▶ [Work instructions]: Nothing but the lines from the one containing "Mark each instance of the red" through the end of the data should be output, each reproduced exactly.

Stored dataset items

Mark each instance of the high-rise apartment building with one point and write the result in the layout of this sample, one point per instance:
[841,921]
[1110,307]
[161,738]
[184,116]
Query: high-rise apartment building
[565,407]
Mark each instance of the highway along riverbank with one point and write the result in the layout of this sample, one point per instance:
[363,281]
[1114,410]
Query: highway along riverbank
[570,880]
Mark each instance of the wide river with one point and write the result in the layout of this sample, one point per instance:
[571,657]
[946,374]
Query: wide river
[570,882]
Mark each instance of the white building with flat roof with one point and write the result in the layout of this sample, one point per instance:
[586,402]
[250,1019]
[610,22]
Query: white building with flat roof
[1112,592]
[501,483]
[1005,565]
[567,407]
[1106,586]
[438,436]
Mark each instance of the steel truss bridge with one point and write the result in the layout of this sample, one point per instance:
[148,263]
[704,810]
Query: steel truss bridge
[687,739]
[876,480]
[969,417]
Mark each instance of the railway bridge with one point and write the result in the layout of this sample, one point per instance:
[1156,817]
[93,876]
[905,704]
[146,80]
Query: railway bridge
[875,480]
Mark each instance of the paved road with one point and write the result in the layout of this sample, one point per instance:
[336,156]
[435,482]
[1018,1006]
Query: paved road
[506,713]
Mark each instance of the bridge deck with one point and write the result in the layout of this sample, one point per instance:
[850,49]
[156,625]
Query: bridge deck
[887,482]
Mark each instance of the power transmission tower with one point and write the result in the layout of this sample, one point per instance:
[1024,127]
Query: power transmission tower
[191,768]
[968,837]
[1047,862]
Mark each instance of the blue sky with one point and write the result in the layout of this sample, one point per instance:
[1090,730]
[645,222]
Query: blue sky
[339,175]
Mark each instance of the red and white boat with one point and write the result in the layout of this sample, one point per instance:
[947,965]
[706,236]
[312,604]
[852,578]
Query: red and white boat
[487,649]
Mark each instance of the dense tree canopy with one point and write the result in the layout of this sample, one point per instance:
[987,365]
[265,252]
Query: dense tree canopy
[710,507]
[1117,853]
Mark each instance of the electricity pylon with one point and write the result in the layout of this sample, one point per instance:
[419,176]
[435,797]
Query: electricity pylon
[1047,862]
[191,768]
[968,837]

▶ [Solution]:
Mark each instance of the red and white boat with one point and write the result in the layout of this sample, one point per instance:
[947,965]
[706,236]
[312,604]
[852,578]
Query: red and white boat
[487,649]
Mark each instance of the dense tree canopy with one point and write the result in the layout of this sample, one point per instance:
[987,365]
[265,252]
Query: dense tree canopy
[710,507]
[1117,853]
Mark each instance of the electricity pylon with one point and write the result in the layout of this sample, one point per instance:
[419,176]
[435,797]
Query: electricity pylon
[1047,862]
[191,768]
[968,837]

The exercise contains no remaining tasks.